Locate every line in the items below that contains the string "collar" and copy each one out. Case counts when matching.
- - -
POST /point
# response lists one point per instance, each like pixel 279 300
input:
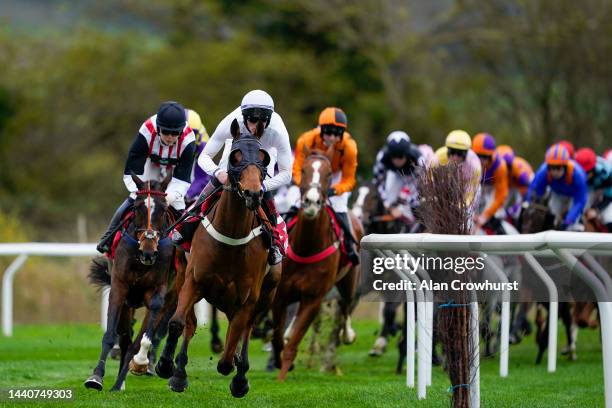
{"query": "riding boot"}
pixel 107 238
pixel 277 250
pixel 182 234
pixel 348 237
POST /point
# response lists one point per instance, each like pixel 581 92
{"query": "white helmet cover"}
pixel 398 136
pixel 257 99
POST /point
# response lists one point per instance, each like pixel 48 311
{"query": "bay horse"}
pixel 313 264
pixel 140 275
pixel 537 217
pixel 227 267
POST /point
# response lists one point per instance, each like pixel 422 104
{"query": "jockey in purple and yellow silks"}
pixel 568 185
pixel 599 180
pixel 494 180
pixel 520 175
pixel 199 178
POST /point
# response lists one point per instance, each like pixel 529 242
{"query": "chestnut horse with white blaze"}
pixel 227 266
pixel 141 274
pixel 313 264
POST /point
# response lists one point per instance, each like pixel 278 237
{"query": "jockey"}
pixel 495 182
pixel 457 148
pixel 198 176
pixel 257 106
pixel 394 174
pixel 332 132
pixel 567 181
pixel 569 146
pixel 165 143
pixel 608 155
pixel 599 180
pixel 520 175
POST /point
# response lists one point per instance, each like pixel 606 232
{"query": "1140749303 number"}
pixel 13 394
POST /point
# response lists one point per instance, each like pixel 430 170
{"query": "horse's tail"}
pixel 98 272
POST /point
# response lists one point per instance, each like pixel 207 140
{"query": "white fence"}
pixel 24 250
pixel 563 245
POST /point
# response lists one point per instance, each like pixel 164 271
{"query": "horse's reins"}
pixel 149 233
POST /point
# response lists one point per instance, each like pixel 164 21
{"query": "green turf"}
pixel 63 356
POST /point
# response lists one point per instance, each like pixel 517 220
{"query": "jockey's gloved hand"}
pixel 173 196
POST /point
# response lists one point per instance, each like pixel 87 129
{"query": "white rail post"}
pixel 7 294
pixel 422 328
pixel 553 310
pixel 424 275
pixel 104 307
pixel 605 314
pixel 504 344
pixel 410 339
pixel 475 366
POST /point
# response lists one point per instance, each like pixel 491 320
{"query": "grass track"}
pixel 63 356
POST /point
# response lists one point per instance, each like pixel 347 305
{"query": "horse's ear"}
pixel 137 180
pixel 235 129
pixel 166 181
pixel 260 129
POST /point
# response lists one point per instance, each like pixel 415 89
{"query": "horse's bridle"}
pixel 149 233
pixel 316 185
pixel 248 158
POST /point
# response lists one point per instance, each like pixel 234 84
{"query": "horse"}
pixel 313 264
pixel 140 275
pixel 230 273
pixel 377 220
pixel 536 217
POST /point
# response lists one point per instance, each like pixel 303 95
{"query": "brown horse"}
pixel 140 276
pixel 227 267
pixel 536 217
pixel 313 264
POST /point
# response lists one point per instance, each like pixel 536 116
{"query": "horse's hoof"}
pixel 115 352
pixel 216 346
pixel 164 368
pixel 239 387
pixel 225 368
pixel 138 369
pixel 117 388
pixel 94 382
pixel 178 384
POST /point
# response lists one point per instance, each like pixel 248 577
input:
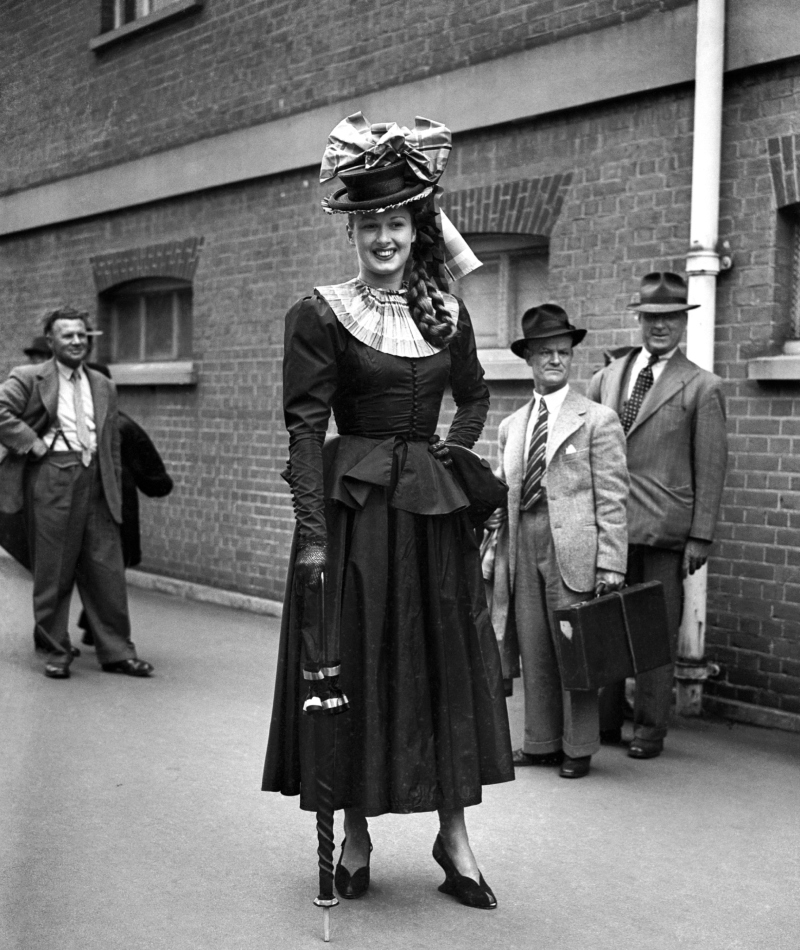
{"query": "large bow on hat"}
pixel 355 142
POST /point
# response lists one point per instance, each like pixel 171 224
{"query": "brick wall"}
pixel 239 62
pixel 626 212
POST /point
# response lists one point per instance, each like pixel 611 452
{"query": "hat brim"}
pixel 662 307
pixel 518 346
pixel 337 204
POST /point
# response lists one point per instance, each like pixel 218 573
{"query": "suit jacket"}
pixel 677 451
pixel 587 489
pixel 29 405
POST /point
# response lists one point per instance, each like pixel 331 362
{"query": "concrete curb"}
pixel 209 595
pixel 752 715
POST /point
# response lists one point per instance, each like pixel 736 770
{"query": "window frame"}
pixel 112 32
pixel 180 368
pixel 498 362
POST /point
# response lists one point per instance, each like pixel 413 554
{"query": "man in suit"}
pixel 673 414
pixel 58 426
pixel 563 458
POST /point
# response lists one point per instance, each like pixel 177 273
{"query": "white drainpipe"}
pixel 702 267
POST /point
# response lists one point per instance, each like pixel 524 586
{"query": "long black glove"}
pixel 309 563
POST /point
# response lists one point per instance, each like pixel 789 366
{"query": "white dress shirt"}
pixel 554 402
pixel 66 411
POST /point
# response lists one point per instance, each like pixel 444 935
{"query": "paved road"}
pixel 130 818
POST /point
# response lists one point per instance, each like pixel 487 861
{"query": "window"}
pixel 146 312
pixel 122 18
pixel 150 321
pixel 126 11
pixel 512 279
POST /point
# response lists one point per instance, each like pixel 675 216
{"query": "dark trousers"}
pixel 654 688
pixel 74 540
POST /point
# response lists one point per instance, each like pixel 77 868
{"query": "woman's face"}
pixel 383 242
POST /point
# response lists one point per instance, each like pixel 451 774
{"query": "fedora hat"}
pixel 663 292
pixel 542 322
pixel 377 189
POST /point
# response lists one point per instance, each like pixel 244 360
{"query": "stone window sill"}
pixel 783 368
pixel 176 373
pixel 502 364
pixel 177 9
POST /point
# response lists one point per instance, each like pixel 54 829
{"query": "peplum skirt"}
pixel 427 725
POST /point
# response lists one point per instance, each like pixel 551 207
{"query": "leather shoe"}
pixel 464 889
pixel 351 886
pixel 645 748
pixel 129 667
pixel 43 648
pixel 575 768
pixel 518 757
pixel 56 672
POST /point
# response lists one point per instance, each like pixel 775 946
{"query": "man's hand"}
pixel 606 581
pixel 438 448
pixel 38 449
pixel 695 555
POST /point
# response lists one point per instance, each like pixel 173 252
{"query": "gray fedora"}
pixel 542 322
pixel 663 292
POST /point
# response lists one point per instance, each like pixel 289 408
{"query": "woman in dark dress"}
pixel 379 511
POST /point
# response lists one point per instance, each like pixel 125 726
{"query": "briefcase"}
pixel 602 641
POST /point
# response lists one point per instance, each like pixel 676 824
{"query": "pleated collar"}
pixel 380 318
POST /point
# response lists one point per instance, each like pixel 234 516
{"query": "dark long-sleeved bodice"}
pixel 377 400
pixel 406 615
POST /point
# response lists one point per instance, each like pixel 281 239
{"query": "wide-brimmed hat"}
pixel 39 346
pixel 540 323
pixel 377 189
pixel 383 165
pixel 663 292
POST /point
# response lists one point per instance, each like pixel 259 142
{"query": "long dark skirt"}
pixel 427 725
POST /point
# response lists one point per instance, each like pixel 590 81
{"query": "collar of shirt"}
pixel 554 402
pixel 641 361
pixel 65 372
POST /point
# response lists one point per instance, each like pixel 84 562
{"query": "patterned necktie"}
pixel 80 418
pixel 534 470
pixel 643 383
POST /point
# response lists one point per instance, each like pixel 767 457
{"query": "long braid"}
pixel 424 299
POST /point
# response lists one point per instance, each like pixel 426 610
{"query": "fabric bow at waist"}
pixel 416 481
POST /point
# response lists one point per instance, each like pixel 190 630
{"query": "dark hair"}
pixel 64 313
pixel 424 297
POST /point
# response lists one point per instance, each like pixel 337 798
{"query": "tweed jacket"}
pixel 677 451
pixel 28 406
pixel 587 489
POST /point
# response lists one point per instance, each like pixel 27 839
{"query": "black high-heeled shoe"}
pixel 350 886
pixel 464 889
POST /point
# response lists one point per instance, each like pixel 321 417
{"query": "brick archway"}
pixel 525 206
pixel 176 259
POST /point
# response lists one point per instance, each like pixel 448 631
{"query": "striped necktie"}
pixel 80 419
pixel 640 389
pixel 534 470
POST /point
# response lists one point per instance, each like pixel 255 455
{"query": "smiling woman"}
pixel 408 640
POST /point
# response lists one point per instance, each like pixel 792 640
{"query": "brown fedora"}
pixel 663 292
pixel 542 322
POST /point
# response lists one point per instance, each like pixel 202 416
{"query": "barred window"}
pixel 149 321
pixel 121 19
pixel 126 11
pixel 514 277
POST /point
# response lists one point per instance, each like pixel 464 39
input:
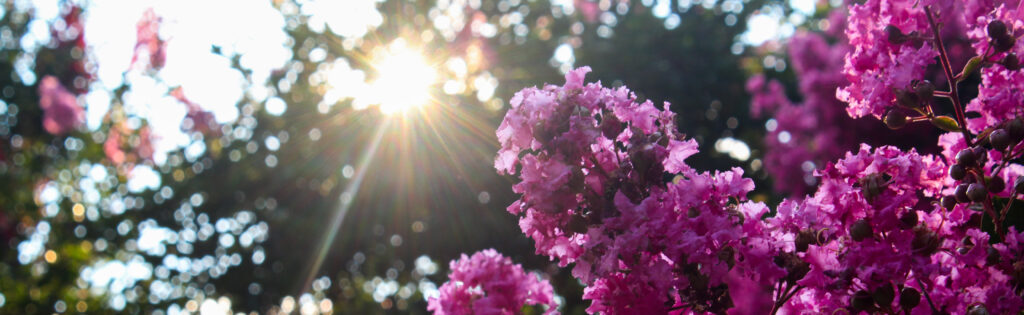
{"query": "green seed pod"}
pixel 996 29
pixel 948 201
pixel 956 172
pixel 966 158
pixel 999 139
pixel 1011 61
pixel 895 35
pixel 909 298
pixel 885 295
pixel 977 192
pixel 961 193
pixel 860 230
pixel 925 90
pixel 971 66
pixel 895 120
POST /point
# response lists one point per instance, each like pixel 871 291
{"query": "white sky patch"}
pixel 142 177
pixel 762 29
pixel 735 148
pixel 805 7
pixel 350 18
pixel 254 31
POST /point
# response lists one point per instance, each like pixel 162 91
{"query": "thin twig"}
pixel 950 78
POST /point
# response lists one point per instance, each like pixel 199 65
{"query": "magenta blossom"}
pixel 489 283
pixel 61 114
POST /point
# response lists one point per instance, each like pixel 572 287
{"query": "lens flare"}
pixel 403 81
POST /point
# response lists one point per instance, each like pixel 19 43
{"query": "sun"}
pixel 403 81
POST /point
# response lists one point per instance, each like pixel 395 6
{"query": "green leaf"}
pixel 945 123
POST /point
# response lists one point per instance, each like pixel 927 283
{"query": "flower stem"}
pixel 950 78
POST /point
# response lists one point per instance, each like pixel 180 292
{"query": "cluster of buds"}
pixel 970 168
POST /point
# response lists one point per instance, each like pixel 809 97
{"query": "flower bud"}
pixel 925 241
pixel 1004 43
pixel 861 301
pixel 1016 129
pixel 804 239
pixel 542 134
pixel 925 90
pixel 961 193
pixel 966 158
pixel 1011 61
pixel 885 295
pixel 977 192
pixel 908 220
pixel 967 241
pixel 956 172
pixel 996 29
pixel 610 126
pixel 981 154
pixel 971 66
pixel 995 184
pixel 906 99
pixel 860 230
pixel 948 201
pixel 895 120
pixel 909 298
pixel 999 139
pixel 871 185
pixel 895 35
pixel 992 256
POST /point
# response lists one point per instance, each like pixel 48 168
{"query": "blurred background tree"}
pixel 316 191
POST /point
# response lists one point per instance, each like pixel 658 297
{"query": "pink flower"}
pixel 147 42
pixel 197 118
pixel 61 114
pixel 489 283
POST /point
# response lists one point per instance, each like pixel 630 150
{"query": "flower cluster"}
pixel 489 283
pixel 593 163
pixel 61 113
pixel 148 46
pixel 604 184
pixel 812 132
- - -
* Problem solution:
{"query": "pleated collar"}
{"query": "collar of shirt"}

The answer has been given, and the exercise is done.